What is required: Repeat the lines that fall between the line containing "Exercise. Mark the boxwood" and the line containing "point(1143, 206)", inclusive, and nothing else.

Recorded information:
▬▬▬

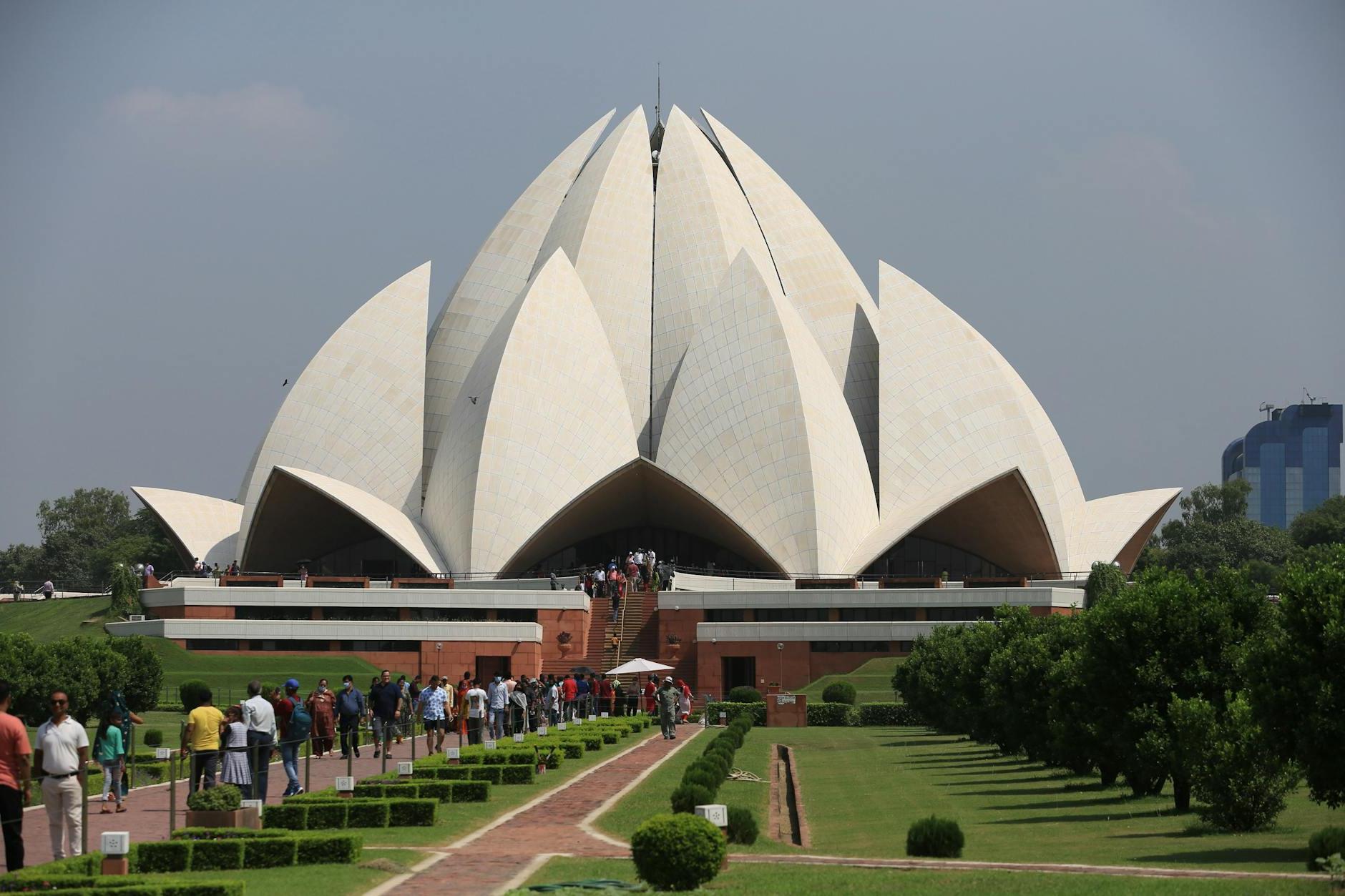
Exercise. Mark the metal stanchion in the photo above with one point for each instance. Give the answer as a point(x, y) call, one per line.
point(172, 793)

▬▬▬

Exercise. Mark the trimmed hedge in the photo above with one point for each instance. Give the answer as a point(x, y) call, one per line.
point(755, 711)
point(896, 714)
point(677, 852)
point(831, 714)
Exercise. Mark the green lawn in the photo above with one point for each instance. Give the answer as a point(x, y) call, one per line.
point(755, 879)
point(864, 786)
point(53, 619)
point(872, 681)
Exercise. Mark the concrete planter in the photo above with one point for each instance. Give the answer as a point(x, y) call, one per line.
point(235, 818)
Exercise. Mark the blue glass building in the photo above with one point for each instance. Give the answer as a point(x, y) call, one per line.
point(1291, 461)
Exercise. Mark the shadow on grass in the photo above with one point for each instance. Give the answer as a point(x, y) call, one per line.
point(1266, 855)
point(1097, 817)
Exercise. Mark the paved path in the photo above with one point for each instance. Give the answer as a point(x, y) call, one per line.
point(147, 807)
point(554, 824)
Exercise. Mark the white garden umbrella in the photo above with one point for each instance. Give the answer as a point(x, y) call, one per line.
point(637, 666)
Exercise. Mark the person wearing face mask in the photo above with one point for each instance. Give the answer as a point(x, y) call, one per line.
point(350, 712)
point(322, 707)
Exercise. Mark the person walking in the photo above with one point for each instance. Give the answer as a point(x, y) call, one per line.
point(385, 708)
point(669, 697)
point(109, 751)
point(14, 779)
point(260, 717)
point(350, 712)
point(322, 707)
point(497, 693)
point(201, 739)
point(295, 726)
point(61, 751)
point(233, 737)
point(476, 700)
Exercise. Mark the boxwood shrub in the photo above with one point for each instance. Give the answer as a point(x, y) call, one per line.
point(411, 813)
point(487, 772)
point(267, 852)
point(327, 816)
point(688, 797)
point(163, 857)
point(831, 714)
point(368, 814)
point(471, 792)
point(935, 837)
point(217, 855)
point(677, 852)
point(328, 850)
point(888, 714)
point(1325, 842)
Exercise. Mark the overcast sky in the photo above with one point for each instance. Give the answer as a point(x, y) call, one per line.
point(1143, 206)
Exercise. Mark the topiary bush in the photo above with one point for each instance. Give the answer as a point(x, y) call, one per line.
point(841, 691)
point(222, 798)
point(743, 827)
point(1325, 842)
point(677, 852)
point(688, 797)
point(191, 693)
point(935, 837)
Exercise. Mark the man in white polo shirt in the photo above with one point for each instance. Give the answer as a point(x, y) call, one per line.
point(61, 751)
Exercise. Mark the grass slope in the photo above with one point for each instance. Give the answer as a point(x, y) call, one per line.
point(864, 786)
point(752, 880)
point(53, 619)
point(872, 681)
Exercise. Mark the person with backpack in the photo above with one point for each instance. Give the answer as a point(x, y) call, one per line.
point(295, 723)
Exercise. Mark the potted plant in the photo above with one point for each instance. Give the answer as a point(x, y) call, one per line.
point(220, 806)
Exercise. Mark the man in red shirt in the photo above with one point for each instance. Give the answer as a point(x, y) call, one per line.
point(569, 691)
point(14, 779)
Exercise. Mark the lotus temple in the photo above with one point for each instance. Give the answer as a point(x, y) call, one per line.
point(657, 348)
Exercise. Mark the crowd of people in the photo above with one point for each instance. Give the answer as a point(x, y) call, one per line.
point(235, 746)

▬▬▬

Right answer:
Exercise. Mark the boxwood shrub in the photo above with one point for each instance. Give the answer as a point(x, y) call, one per line.
point(411, 813)
point(487, 772)
point(267, 852)
point(327, 816)
point(688, 797)
point(163, 857)
point(831, 714)
point(368, 814)
point(471, 792)
point(935, 837)
point(217, 855)
point(677, 852)
point(328, 850)
point(888, 714)
point(1325, 842)
Exercise. Mark the overcast sky in the photo above with one point for each instance. Give the answer as a point(x, y) call, one per line.
point(1143, 206)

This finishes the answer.